TEXTE À EXAMINER —

+ + + + +

Le célèbre céramiste Kuroda Taizô a parcouru un long chemin avant d’atteindre ses objectifs de simplicité.
Au Japon, le proverbe “Tôdai moto kurashi” (prendre de la distance pour mieux voir ce qui est sous notre nez) est populaire et de nombreux artistes locaux peuvent le revendiquer. Kuroda Taizô ne fait pas exception. La vie de ce céramiste reconnu, aujourd’hui âgé de 69 ans, ressemble à celle d’autres artistes qui ont quitté leur pays à la recherche de nouveaux horizons et d’inspiration avant de rentrer et de cueillir les fruits de leur longue quête. Après avoir passé de nombreuses années à se former à l’étranger, le maître potier est revenu dans l’archipel pour s’imposer comme l’un des meilleurs céramistes de la planète dont le style est moins inspiré par les techniques occidentales ou la céramique japonaise traditionnelle que par la porcelaine blanche coréenne Joseon. Ses œuvres se démarquent radicalement des porcelaines techniquement parfaites d’Arita, de Kakiemon et de Nabeshima pour ne nommer que les plus célèbres centres de production du pays.
J’ai entendu dire que votre histoire d’amour avec la poterie serait le fruit du hasard.
Kuroda Taizô : C’est juste. Personne dans ma famille n’était potier. Tout a commencé par une rencontre dans un lieu inattendu : un restaurant parisien. Au lycée, j’avais été attiré par l’Occident grâce à ses films et j’avais toujours rêvé de pouvoir me rendre en France. En 1966, le gouvernement japonais a fini par autoriser tous les citoyens japonais à voyager librement à l’étranger et j’ai saisi cette chance. Les billets d’avion à l’époque valaient une petite fortune – l’équivalent aujourd’hui de 3 millions de yens (23 800 yens) – et ma mère était très inquiète à l’idée que je parte. Mais pour moi, c’était une grande aventure. J’avais 20 ans et j’étais fauché. Je devais donc trouver un boulot. Alors que j’étais en train d’attendre à la table d’un restaurant parisien, j’ai fait connaissance avec le célèbre céramiste et futur trésor national vivant Shimaoka Tatsuzo.

+ + + + +

CONSIGNE A — Recopiez le passage de l'entretien avec Kuroda Taizô qui va de « Kuroda Taizô : C’est » à « vivant Shimaoka Tatsuzo. », ces deux extrémités comprises.
Ce texte n'a aucun rapport avec les enregistrements.

+ + + + +

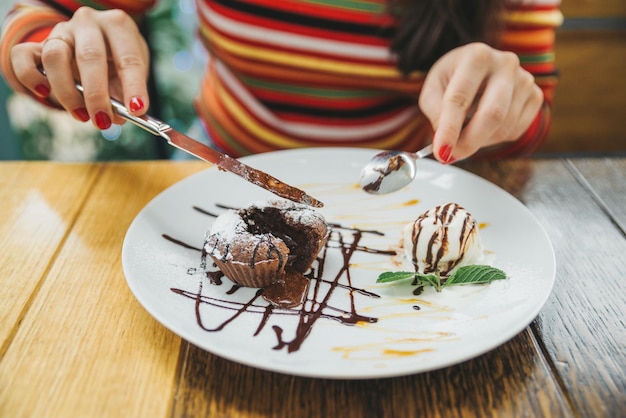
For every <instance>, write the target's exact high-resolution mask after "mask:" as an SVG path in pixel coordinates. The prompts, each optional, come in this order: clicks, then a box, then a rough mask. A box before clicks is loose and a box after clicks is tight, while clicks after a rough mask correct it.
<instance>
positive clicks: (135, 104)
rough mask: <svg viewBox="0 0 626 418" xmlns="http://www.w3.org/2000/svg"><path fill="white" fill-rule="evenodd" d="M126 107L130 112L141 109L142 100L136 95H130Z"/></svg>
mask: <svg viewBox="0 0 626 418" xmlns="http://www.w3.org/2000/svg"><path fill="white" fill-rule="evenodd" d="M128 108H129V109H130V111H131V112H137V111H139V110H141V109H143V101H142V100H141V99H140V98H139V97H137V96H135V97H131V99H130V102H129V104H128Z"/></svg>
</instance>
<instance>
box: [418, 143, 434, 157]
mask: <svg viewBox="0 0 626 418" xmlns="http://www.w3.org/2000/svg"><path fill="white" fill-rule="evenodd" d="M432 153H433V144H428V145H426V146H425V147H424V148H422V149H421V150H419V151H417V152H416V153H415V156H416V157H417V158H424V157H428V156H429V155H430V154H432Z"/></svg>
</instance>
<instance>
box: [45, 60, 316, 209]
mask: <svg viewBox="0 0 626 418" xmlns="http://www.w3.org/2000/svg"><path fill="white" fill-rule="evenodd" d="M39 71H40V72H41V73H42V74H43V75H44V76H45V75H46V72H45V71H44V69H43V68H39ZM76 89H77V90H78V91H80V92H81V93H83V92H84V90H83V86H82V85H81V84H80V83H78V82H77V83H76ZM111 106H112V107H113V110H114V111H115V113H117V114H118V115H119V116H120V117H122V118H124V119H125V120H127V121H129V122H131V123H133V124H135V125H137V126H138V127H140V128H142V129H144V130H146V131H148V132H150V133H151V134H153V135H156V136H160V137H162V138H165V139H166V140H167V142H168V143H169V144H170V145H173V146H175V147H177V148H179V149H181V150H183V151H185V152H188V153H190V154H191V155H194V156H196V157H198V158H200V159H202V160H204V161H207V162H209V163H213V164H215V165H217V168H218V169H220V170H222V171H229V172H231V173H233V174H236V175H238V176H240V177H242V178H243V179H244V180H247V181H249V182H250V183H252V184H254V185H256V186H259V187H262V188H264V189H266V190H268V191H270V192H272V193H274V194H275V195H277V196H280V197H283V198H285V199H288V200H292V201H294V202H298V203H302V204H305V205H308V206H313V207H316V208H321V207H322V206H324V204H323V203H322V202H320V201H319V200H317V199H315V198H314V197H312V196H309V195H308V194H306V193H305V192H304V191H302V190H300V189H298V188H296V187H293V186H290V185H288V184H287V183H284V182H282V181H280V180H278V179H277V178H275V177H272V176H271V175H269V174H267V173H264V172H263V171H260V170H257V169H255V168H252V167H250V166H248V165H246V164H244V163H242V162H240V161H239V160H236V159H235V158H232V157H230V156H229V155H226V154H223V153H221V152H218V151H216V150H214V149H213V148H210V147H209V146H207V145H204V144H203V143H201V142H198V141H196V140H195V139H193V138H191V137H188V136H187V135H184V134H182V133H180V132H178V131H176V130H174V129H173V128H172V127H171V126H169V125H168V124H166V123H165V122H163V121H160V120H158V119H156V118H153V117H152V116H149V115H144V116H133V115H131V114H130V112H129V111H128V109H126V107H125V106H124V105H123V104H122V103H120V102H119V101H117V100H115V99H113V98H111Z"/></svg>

+ + + + +

CONSIGNE B — Réécrivez les lignes des enregistrements, depuis leur début jusqu'à la ligne contenant « rough mask: <svg » incluse, en remplaçant « positive clicks » par « foreground clicks » et en laissant tout le reste inchangé. Omettez les images dans votre réponse.

RÉPONSE RÉDIGÉE A —
Kuroda Taizô : C’est juste. Personne dans ma famille n’était potier. Tout a commencé par une rencontre dans un lieu inattendu : un restaurant parisien. Au lycée, j’avais été attiré par l’Occident grâce à ses films et j’avais toujours rêvé de pouvoir me rendre en France. En 1966, le gouvernement japonais a fini par autoriser tous les citoyens japonais à voyager librement à l’étranger et j’ai saisi cette chance. Les billets d’avion à l’époque valaient une petite fortune – l’équivalent aujourd’hui de 3 millions de yens (23 800 yens) – et ma mère était très inquiète à l’idée que je parte. Mais pour moi, c’était une grande aventure. J’avais 20 ans et j’étais fauché. Je devais donc trouver un boulot. Alors que j’étais en train d’attendre à la table d’un restaurant parisien, j’ai fait connaissance avec le célèbre céramiste et futur trésor national vivant Shimaoka Tatsuzo.

RÉPONSE RÉDIGÉE B —
For every <instance>, write the target's exact high-resolution mask after "mask:" as an SVG path in pixel coordinates. The prompts, each optional, come in this order: clicks, then a box, then a rough mask. A box before clicks is loose and a box after clicks is tight, while clicks after a rough mask correct it.
<instance>
foreground clicks: (135, 104)
rough mask: <svg viewBox="0 0 626 418" xmlns="http://www.w3.org/2000/svg"><path fill="white" fill-rule="evenodd" d="M126 107L130 112L141 109L142 100L136 95H130Z"/></svg>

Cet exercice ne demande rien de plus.